- **TASK OBJECTIVE**
Format as a JSON list of strings, one string per line with blank lines left out, the rows starting with the line that contains "the dragonfly leg" and going on through the line that contains "x=224 y=210".

- **RECORDS SUPPLIED**
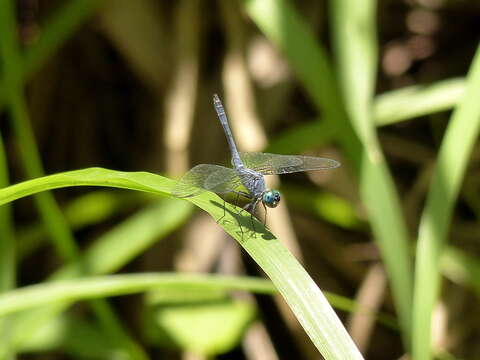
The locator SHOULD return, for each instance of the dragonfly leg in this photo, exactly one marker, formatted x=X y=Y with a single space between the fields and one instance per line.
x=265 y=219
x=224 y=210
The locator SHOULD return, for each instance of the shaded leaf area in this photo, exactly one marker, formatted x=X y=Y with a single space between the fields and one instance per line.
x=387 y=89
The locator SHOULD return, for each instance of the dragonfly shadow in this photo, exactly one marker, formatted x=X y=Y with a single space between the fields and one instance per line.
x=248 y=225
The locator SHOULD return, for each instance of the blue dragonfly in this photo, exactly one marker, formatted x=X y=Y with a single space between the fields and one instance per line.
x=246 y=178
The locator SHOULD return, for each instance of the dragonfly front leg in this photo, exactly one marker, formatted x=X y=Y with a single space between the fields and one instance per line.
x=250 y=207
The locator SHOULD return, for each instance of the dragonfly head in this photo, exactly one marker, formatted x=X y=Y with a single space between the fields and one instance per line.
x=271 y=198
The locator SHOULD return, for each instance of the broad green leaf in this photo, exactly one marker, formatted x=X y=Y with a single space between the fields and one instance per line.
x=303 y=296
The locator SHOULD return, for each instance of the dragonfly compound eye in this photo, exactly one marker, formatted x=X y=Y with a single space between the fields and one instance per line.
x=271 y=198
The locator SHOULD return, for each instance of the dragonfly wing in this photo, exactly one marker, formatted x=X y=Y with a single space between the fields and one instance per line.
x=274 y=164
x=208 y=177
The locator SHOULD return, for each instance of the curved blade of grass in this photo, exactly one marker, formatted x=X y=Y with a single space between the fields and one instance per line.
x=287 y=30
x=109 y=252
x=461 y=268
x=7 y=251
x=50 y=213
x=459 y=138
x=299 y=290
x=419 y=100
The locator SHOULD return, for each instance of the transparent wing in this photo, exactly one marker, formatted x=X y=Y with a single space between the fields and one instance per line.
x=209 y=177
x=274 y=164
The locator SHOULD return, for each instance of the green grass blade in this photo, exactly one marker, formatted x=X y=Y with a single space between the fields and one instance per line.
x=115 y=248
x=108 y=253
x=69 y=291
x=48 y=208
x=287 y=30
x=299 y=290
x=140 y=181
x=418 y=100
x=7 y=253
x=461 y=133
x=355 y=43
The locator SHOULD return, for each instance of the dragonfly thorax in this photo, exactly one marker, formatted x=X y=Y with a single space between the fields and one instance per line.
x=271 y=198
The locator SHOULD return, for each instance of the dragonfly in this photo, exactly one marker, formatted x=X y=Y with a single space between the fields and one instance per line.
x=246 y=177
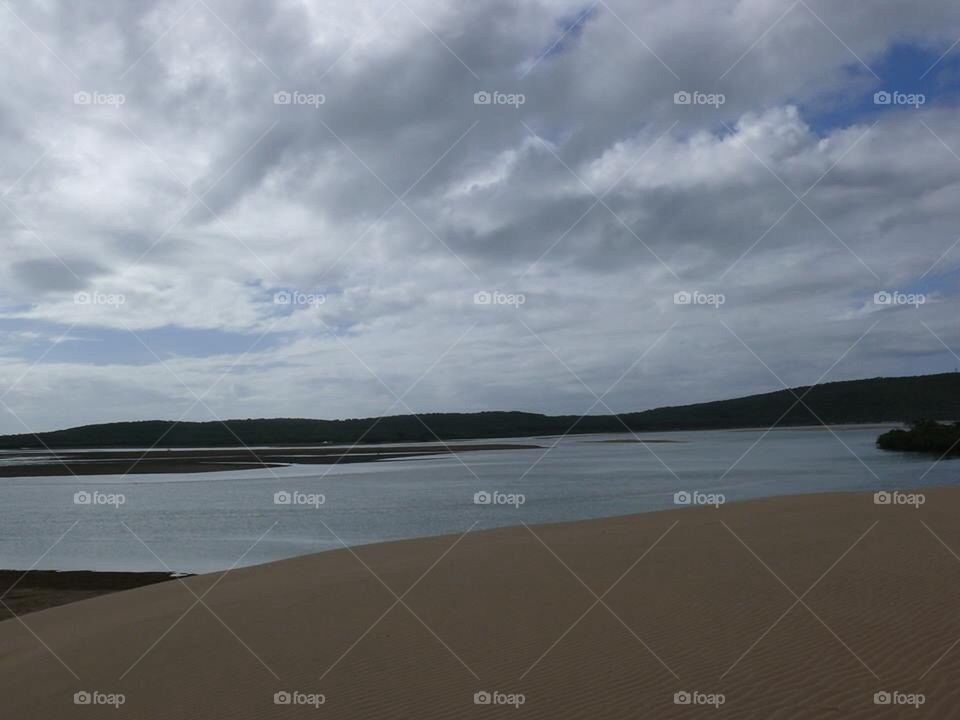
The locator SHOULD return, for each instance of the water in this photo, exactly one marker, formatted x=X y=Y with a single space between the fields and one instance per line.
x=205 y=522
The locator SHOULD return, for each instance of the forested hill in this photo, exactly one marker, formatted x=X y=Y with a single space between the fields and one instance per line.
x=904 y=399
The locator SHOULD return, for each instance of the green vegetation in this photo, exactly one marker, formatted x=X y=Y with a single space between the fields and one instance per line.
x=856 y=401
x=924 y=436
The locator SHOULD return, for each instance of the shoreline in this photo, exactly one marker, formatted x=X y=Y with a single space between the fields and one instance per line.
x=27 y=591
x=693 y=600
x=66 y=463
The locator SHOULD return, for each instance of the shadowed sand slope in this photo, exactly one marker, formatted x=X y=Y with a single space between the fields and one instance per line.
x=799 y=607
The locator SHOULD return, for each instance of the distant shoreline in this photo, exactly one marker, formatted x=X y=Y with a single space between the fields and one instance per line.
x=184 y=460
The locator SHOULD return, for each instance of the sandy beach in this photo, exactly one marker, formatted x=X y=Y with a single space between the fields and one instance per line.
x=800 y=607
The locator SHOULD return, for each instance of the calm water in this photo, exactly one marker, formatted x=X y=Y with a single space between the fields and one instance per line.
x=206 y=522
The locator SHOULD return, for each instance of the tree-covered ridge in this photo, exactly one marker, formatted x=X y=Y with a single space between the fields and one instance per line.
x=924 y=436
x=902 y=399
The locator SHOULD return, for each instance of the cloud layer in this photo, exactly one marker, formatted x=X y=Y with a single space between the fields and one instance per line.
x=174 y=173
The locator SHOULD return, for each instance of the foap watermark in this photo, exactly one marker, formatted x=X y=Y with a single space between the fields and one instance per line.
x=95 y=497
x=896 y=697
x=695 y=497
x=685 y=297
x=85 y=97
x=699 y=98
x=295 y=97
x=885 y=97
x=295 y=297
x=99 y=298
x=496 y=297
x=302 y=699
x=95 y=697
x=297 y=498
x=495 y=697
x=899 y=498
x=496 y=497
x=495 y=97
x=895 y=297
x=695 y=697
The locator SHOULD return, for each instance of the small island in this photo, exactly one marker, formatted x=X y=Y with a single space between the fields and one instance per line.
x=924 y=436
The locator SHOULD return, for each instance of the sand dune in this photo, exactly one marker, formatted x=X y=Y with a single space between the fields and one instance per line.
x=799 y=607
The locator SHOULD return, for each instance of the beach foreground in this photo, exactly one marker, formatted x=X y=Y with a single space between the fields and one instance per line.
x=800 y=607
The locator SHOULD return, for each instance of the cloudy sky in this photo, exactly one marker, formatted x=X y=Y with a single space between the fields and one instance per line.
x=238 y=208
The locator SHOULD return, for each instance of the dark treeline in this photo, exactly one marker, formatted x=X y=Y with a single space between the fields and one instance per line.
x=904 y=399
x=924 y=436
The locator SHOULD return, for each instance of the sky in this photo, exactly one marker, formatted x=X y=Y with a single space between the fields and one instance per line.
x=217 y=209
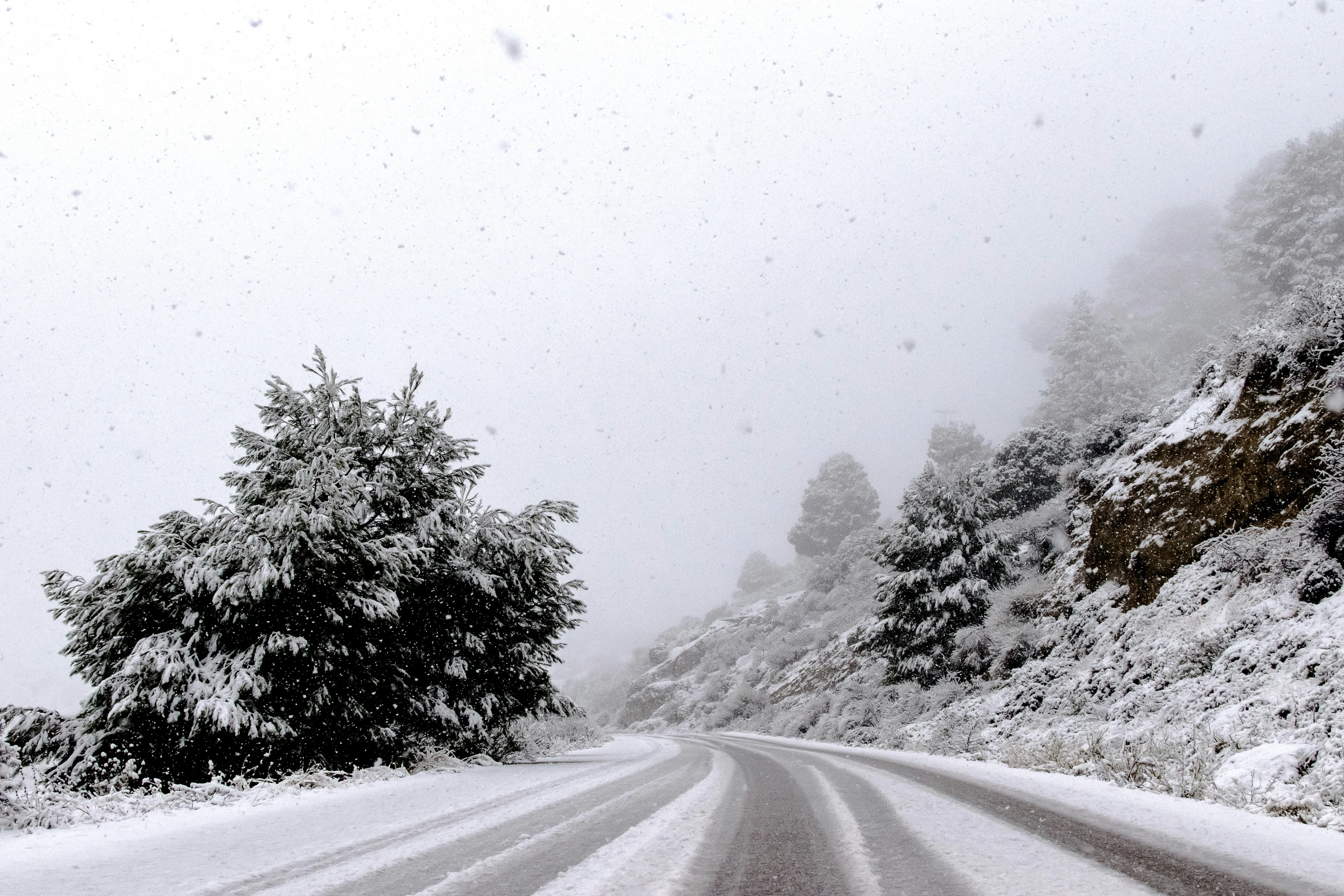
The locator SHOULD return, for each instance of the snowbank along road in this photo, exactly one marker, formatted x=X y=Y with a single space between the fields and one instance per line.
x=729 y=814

--

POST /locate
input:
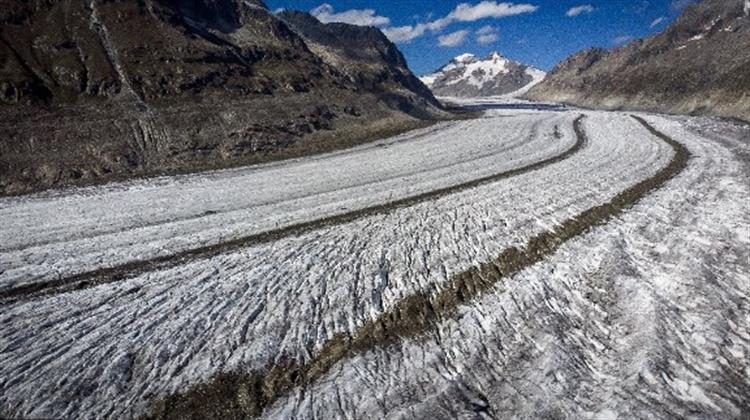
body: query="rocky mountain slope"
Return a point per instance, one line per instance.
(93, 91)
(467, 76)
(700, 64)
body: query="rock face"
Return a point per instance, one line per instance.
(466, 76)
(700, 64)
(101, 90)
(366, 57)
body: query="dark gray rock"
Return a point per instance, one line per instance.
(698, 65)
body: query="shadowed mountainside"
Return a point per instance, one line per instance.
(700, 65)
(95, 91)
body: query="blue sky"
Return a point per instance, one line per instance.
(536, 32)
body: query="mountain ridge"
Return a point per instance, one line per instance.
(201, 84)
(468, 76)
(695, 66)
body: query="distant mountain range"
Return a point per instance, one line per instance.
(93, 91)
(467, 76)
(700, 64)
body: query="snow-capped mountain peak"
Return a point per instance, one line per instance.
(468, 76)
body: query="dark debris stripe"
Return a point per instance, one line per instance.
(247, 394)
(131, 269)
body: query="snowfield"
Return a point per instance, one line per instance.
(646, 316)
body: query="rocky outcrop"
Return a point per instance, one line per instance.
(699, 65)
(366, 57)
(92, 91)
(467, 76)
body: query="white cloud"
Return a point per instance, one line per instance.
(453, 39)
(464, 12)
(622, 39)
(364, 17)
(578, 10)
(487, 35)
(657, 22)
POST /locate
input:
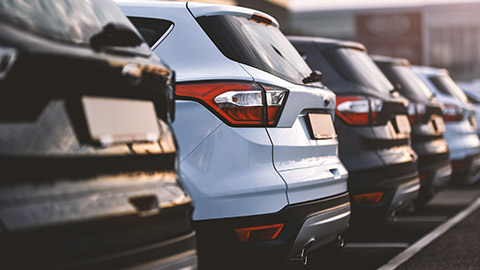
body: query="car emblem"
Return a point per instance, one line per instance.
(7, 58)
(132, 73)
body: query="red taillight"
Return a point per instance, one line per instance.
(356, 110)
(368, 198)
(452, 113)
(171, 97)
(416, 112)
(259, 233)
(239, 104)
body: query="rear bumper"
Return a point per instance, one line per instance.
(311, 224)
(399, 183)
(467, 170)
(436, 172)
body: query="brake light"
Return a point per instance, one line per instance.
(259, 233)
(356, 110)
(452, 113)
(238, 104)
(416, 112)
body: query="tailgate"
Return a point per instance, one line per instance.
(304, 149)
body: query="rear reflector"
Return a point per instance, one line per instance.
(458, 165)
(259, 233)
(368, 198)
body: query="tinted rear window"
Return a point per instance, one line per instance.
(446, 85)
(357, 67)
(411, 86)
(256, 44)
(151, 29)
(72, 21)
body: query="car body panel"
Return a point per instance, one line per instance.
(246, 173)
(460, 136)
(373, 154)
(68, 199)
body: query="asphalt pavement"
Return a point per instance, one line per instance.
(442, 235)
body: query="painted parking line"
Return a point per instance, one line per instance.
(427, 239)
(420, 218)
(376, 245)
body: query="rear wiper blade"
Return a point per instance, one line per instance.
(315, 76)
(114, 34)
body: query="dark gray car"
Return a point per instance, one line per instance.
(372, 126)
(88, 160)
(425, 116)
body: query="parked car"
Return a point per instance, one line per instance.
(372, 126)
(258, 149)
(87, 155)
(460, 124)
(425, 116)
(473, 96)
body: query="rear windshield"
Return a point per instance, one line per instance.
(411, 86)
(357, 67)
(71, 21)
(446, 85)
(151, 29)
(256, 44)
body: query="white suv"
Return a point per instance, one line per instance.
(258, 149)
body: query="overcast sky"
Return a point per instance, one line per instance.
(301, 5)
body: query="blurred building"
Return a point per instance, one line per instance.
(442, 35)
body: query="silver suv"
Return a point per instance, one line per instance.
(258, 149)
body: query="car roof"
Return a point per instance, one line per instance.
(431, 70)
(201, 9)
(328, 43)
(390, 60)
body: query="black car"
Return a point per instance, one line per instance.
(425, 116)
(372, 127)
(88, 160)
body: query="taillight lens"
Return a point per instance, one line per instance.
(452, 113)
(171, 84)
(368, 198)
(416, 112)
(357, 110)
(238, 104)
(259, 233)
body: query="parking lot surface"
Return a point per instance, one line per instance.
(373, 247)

* * *

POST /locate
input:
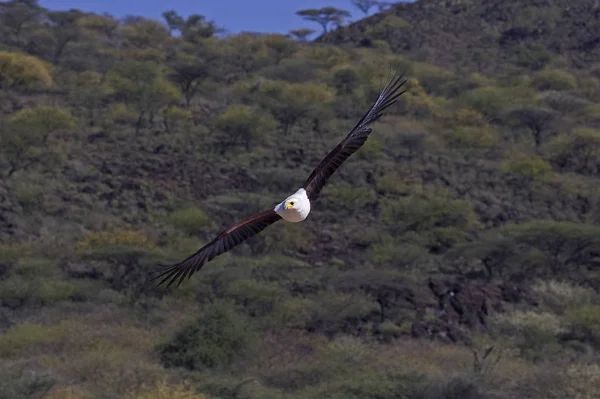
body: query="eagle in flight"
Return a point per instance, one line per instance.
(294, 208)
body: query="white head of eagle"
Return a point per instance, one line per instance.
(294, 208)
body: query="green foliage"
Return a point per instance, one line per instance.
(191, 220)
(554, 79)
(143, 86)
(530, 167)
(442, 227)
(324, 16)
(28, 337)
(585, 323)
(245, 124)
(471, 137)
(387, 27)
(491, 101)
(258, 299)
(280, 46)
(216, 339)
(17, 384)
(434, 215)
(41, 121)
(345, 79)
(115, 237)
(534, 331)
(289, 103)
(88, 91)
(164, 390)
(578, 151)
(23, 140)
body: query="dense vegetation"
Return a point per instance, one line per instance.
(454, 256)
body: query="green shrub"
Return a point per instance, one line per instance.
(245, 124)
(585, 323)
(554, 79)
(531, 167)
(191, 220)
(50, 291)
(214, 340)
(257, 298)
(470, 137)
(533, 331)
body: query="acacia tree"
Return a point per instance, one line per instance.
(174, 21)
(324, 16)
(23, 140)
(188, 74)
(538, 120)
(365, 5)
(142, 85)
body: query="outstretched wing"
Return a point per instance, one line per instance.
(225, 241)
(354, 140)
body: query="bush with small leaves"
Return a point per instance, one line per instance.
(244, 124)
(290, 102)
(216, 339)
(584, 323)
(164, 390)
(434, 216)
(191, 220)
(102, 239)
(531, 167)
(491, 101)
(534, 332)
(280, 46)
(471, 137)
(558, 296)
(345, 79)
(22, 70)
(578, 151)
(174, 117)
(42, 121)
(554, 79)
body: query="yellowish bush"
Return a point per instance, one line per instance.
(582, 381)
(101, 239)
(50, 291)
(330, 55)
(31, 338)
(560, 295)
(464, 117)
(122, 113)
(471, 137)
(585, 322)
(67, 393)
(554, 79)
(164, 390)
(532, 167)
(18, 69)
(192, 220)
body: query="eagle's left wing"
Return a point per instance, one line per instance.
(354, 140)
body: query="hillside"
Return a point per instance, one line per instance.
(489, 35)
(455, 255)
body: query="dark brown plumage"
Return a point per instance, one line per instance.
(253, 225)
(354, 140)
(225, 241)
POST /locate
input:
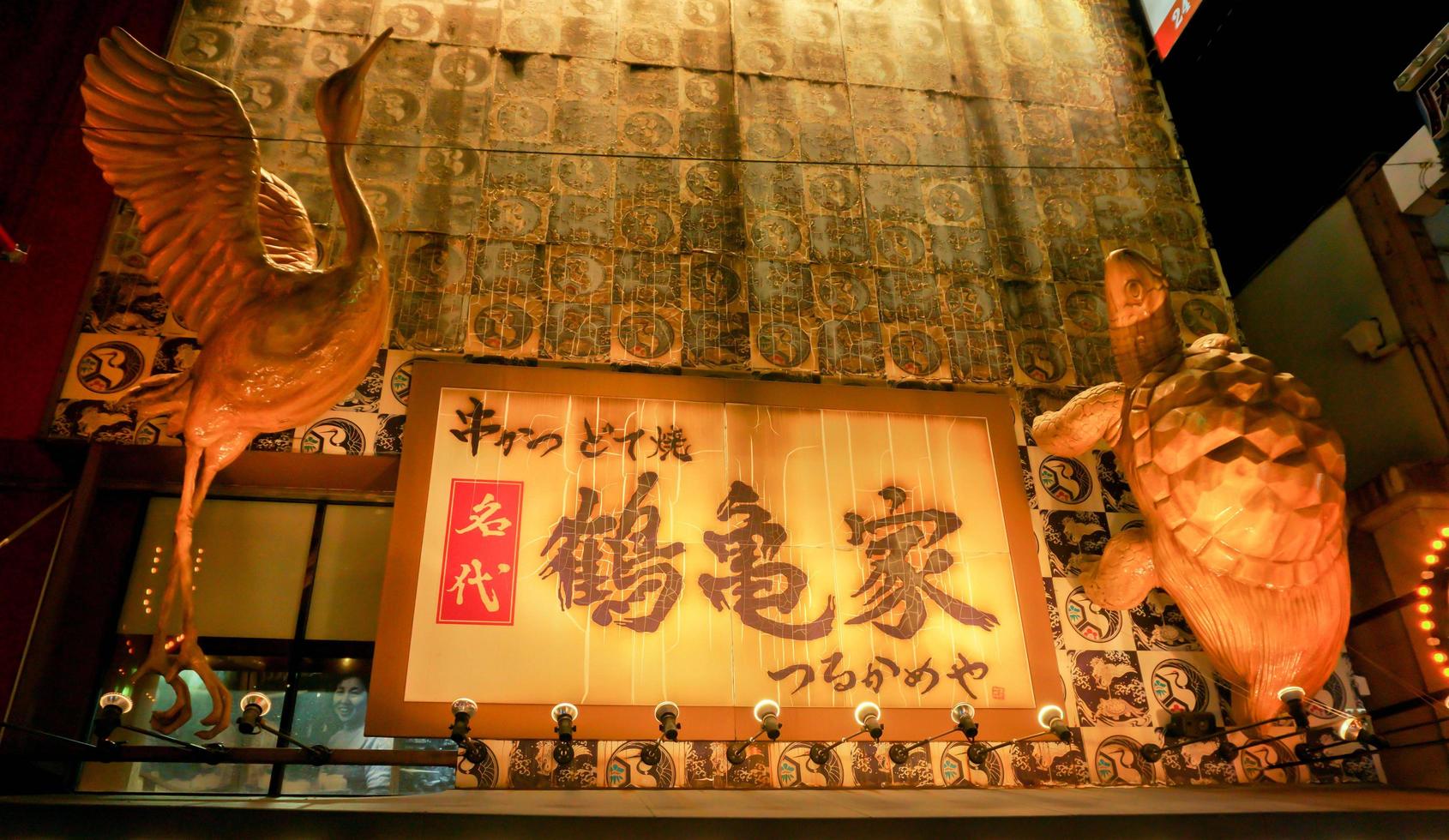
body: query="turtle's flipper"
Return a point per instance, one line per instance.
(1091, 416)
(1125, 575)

- **EXERCISE RESPONSE**
[
  "The locator SHOULD return, for each instance of the dragonfly leg in this photo, exactly one marker, formatted x=X y=Y with a single space between the fields and one instance per line.",
  "x=265 y=219",
  "x=224 y=210"
]